**DATA RECORDS**

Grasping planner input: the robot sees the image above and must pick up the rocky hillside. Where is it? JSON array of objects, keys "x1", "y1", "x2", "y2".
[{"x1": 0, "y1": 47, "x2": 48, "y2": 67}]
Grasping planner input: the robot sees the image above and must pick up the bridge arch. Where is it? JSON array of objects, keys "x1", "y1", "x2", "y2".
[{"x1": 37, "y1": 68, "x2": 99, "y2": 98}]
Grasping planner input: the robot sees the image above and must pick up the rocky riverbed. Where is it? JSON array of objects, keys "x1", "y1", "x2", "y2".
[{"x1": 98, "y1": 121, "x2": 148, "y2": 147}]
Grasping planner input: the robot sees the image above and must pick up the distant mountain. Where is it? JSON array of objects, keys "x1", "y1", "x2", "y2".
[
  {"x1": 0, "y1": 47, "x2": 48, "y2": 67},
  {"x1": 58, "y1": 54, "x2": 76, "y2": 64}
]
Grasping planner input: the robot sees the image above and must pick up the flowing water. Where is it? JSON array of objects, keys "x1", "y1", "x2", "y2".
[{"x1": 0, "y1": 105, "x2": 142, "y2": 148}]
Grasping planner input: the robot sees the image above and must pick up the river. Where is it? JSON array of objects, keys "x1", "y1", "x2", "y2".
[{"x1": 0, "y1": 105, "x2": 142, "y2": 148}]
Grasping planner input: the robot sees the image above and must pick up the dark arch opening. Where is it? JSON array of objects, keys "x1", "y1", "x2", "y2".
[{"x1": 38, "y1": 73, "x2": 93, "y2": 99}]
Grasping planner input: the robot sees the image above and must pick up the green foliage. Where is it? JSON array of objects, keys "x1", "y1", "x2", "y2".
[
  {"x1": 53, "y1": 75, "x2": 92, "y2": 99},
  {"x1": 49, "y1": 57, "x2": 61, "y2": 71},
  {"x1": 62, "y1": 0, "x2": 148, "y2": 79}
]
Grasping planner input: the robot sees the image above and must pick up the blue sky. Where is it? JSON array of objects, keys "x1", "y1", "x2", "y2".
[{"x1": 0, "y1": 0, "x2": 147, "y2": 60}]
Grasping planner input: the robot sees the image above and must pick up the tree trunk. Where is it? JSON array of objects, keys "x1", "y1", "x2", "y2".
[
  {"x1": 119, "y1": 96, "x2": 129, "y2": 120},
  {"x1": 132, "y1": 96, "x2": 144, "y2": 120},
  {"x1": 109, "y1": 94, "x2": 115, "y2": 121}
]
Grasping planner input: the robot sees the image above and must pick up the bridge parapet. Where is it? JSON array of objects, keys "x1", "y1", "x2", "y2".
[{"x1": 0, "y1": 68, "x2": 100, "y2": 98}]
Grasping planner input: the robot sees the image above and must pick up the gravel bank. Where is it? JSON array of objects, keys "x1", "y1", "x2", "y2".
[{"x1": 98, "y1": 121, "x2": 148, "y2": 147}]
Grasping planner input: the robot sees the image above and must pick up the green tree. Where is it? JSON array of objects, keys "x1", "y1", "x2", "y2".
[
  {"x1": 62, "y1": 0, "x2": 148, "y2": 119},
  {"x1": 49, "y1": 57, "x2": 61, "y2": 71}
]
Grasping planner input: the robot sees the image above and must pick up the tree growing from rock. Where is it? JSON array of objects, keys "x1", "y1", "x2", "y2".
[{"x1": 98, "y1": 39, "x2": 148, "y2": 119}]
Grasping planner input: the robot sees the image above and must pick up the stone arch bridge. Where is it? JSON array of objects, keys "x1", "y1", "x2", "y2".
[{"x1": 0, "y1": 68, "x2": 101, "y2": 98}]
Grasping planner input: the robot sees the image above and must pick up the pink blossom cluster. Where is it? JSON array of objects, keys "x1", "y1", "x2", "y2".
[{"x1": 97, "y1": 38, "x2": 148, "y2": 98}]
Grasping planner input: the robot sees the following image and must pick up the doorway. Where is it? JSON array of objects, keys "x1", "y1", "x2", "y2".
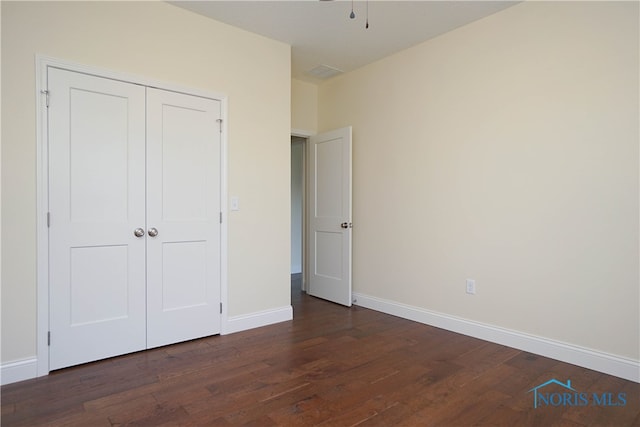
[{"x1": 291, "y1": 136, "x2": 307, "y2": 294}]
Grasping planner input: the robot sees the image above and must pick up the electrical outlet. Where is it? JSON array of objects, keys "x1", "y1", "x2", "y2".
[{"x1": 467, "y1": 279, "x2": 476, "y2": 295}]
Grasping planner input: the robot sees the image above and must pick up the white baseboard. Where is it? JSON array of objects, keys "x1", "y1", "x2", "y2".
[
  {"x1": 222, "y1": 305, "x2": 293, "y2": 335},
  {"x1": 0, "y1": 358, "x2": 38, "y2": 385},
  {"x1": 353, "y1": 293, "x2": 640, "y2": 383}
]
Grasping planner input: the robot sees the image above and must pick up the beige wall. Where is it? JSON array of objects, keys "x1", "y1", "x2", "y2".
[
  {"x1": 319, "y1": 2, "x2": 640, "y2": 360},
  {"x1": 1, "y1": 1, "x2": 291, "y2": 363},
  {"x1": 291, "y1": 79, "x2": 318, "y2": 133}
]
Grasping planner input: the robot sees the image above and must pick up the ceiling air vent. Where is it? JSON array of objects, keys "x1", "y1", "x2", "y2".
[{"x1": 308, "y1": 65, "x2": 342, "y2": 79}]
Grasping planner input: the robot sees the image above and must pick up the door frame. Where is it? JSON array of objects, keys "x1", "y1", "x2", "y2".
[
  {"x1": 35, "y1": 54, "x2": 228, "y2": 377},
  {"x1": 291, "y1": 129, "x2": 317, "y2": 292}
]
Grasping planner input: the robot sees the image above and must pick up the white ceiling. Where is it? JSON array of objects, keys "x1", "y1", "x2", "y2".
[{"x1": 171, "y1": 0, "x2": 517, "y2": 82}]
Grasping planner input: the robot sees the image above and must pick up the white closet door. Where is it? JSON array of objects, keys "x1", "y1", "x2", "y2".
[
  {"x1": 48, "y1": 68, "x2": 146, "y2": 370},
  {"x1": 147, "y1": 88, "x2": 221, "y2": 348},
  {"x1": 308, "y1": 126, "x2": 352, "y2": 307}
]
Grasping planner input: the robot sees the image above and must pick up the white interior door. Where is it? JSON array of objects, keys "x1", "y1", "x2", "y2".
[
  {"x1": 307, "y1": 127, "x2": 351, "y2": 307},
  {"x1": 147, "y1": 88, "x2": 221, "y2": 348},
  {"x1": 47, "y1": 68, "x2": 222, "y2": 370},
  {"x1": 48, "y1": 68, "x2": 146, "y2": 369}
]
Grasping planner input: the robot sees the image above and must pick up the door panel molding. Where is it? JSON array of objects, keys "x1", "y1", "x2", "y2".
[{"x1": 35, "y1": 55, "x2": 228, "y2": 376}]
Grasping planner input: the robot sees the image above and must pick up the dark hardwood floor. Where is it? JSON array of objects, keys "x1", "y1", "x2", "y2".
[{"x1": 1, "y1": 281, "x2": 640, "y2": 427}]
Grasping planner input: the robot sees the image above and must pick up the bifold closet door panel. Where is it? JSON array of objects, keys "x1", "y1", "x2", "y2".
[
  {"x1": 48, "y1": 68, "x2": 146, "y2": 370},
  {"x1": 147, "y1": 88, "x2": 221, "y2": 348}
]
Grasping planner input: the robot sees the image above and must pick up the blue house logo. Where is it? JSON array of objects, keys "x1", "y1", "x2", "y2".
[
  {"x1": 527, "y1": 378, "x2": 576, "y2": 408},
  {"x1": 527, "y1": 378, "x2": 627, "y2": 409}
]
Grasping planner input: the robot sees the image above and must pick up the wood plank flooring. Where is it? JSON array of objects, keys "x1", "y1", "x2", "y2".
[{"x1": 0, "y1": 278, "x2": 640, "y2": 427}]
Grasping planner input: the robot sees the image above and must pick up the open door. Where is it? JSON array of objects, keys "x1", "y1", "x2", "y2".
[{"x1": 307, "y1": 127, "x2": 352, "y2": 307}]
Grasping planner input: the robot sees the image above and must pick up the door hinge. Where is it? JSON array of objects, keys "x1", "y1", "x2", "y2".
[{"x1": 40, "y1": 89, "x2": 49, "y2": 108}]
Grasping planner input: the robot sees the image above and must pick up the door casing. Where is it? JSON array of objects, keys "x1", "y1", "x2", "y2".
[{"x1": 35, "y1": 55, "x2": 228, "y2": 376}]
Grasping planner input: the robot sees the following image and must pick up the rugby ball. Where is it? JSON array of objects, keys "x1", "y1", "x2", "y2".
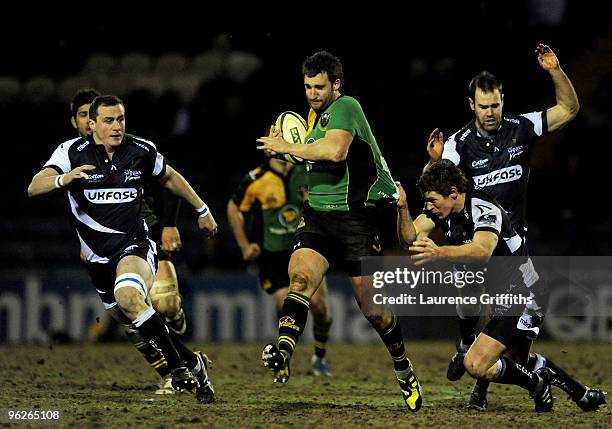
[{"x1": 275, "y1": 111, "x2": 306, "y2": 164}]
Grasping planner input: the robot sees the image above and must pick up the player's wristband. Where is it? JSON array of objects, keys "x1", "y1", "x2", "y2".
[
  {"x1": 196, "y1": 203, "x2": 210, "y2": 217},
  {"x1": 55, "y1": 174, "x2": 65, "y2": 189}
]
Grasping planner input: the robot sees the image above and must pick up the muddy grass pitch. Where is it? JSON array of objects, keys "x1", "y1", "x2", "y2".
[{"x1": 0, "y1": 342, "x2": 612, "y2": 429}]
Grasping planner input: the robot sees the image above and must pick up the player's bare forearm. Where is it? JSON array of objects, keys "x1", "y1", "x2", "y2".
[
  {"x1": 28, "y1": 169, "x2": 58, "y2": 197},
  {"x1": 28, "y1": 164, "x2": 96, "y2": 197},
  {"x1": 547, "y1": 68, "x2": 580, "y2": 131},
  {"x1": 397, "y1": 206, "x2": 417, "y2": 248},
  {"x1": 257, "y1": 130, "x2": 353, "y2": 162}
]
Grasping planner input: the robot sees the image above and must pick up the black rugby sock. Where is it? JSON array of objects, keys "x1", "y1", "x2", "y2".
[
  {"x1": 529, "y1": 354, "x2": 587, "y2": 401},
  {"x1": 134, "y1": 307, "x2": 185, "y2": 369},
  {"x1": 125, "y1": 327, "x2": 170, "y2": 378},
  {"x1": 278, "y1": 291, "x2": 310, "y2": 356},
  {"x1": 312, "y1": 317, "x2": 332, "y2": 358},
  {"x1": 168, "y1": 329, "x2": 198, "y2": 369},
  {"x1": 376, "y1": 314, "x2": 410, "y2": 371}
]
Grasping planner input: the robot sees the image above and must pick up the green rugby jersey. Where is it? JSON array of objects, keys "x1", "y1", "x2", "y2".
[{"x1": 306, "y1": 96, "x2": 399, "y2": 211}]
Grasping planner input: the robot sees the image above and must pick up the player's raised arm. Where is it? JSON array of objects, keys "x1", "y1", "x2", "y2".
[
  {"x1": 536, "y1": 43, "x2": 580, "y2": 132},
  {"x1": 28, "y1": 164, "x2": 96, "y2": 197},
  {"x1": 257, "y1": 129, "x2": 353, "y2": 162}
]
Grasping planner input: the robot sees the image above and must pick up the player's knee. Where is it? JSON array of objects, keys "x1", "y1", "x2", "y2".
[
  {"x1": 289, "y1": 272, "x2": 312, "y2": 293},
  {"x1": 463, "y1": 353, "x2": 489, "y2": 378},
  {"x1": 114, "y1": 273, "x2": 147, "y2": 312},
  {"x1": 456, "y1": 303, "x2": 482, "y2": 319},
  {"x1": 310, "y1": 294, "x2": 331, "y2": 321},
  {"x1": 149, "y1": 278, "x2": 181, "y2": 317},
  {"x1": 153, "y1": 296, "x2": 181, "y2": 317},
  {"x1": 363, "y1": 308, "x2": 391, "y2": 330}
]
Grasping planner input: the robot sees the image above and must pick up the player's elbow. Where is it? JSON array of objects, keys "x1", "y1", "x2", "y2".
[
  {"x1": 329, "y1": 146, "x2": 348, "y2": 162},
  {"x1": 28, "y1": 181, "x2": 38, "y2": 198},
  {"x1": 472, "y1": 243, "x2": 495, "y2": 262},
  {"x1": 568, "y1": 100, "x2": 580, "y2": 121}
]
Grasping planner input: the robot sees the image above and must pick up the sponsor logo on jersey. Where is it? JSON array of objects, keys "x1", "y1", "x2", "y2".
[
  {"x1": 83, "y1": 188, "x2": 138, "y2": 204},
  {"x1": 508, "y1": 146, "x2": 523, "y2": 160},
  {"x1": 124, "y1": 170, "x2": 142, "y2": 182},
  {"x1": 473, "y1": 165, "x2": 523, "y2": 188},
  {"x1": 278, "y1": 316, "x2": 300, "y2": 332},
  {"x1": 85, "y1": 174, "x2": 104, "y2": 182},
  {"x1": 321, "y1": 112, "x2": 330, "y2": 128},
  {"x1": 472, "y1": 158, "x2": 489, "y2": 168},
  {"x1": 476, "y1": 214, "x2": 497, "y2": 225},
  {"x1": 278, "y1": 204, "x2": 300, "y2": 231}
]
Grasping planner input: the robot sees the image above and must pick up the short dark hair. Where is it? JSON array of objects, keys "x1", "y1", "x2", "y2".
[
  {"x1": 302, "y1": 51, "x2": 344, "y2": 85},
  {"x1": 468, "y1": 70, "x2": 504, "y2": 100},
  {"x1": 89, "y1": 95, "x2": 124, "y2": 121},
  {"x1": 70, "y1": 88, "x2": 100, "y2": 118},
  {"x1": 417, "y1": 159, "x2": 469, "y2": 197}
]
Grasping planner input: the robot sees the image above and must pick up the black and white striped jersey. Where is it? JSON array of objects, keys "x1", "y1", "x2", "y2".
[
  {"x1": 442, "y1": 111, "x2": 548, "y2": 236},
  {"x1": 423, "y1": 189, "x2": 539, "y2": 287},
  {"x1": 43, "y1": 134, "x2": 166, "y2": 263}
]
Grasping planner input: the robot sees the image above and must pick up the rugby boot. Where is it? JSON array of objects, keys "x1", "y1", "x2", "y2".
[
  {"x1": 396, "y1": 366, "x2": 423, "y2": 413},
  {"x1": 261, "y1": 343, "x2": 291, "y2": 383}
]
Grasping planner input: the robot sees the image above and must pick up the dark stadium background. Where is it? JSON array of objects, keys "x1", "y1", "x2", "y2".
[{"x1": 0, "y1": 0, "x2": 612, "y2": 342}]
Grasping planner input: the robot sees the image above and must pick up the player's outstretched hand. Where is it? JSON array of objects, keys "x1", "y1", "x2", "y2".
[
  {"x1": 535, "y1": 43, "x2": 559, "y2": 71},
  {"x1": 395, "y1": 180, "x2": 408, "y2": 209},
  {"x1": 427, "y1": 128, "x2": 444, "y2": 162},
  {"x1": 408, "y1": 237, "x2": 440, "y2": 265},
  {"x1": 62, "y1": 164, "x2": 96, "y2": 186},
  {"x1": 198, "y1": 212, "x2": 217, "y2": 238},
  {"x1": 160, "y1": 226, "x2": 183, "y2": 253}
]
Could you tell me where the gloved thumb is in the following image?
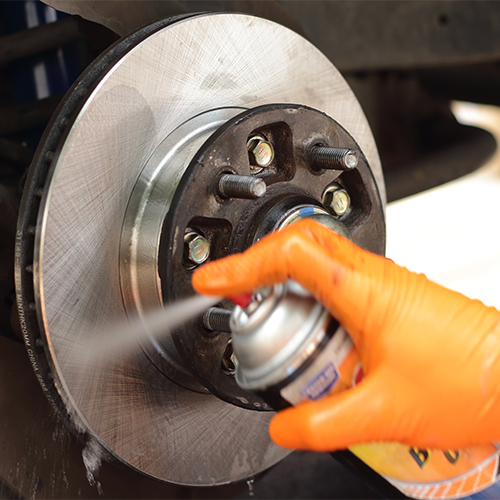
[269,373,394,452]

**EXERCISE TASK**
Count the lines in the entries above that contain the string "blue", with case taken into account, and give only that number.

**REPLY**
2